-- Your objective --
Using the records below, locate all lines containing "clicks" and return them.

-- Segmentation mask data --
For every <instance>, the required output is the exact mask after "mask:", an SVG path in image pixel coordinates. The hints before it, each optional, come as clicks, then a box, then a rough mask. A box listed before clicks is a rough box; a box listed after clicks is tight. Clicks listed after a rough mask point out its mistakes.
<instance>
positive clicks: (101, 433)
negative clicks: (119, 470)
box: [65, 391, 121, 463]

-- Response --
For every <instance>, the required output is the exact mask after "mask:", an SVG path in image pixel coordinates. The hints before it, each optional, come as clicks, then a box, then a rough mask. A box listed before clicks is a rough box; a box listed after clicks is tight. Clicks listed after a rough mask point out its mistakes.
positive clicks: (101, 433)
negative clicks: (119, 470)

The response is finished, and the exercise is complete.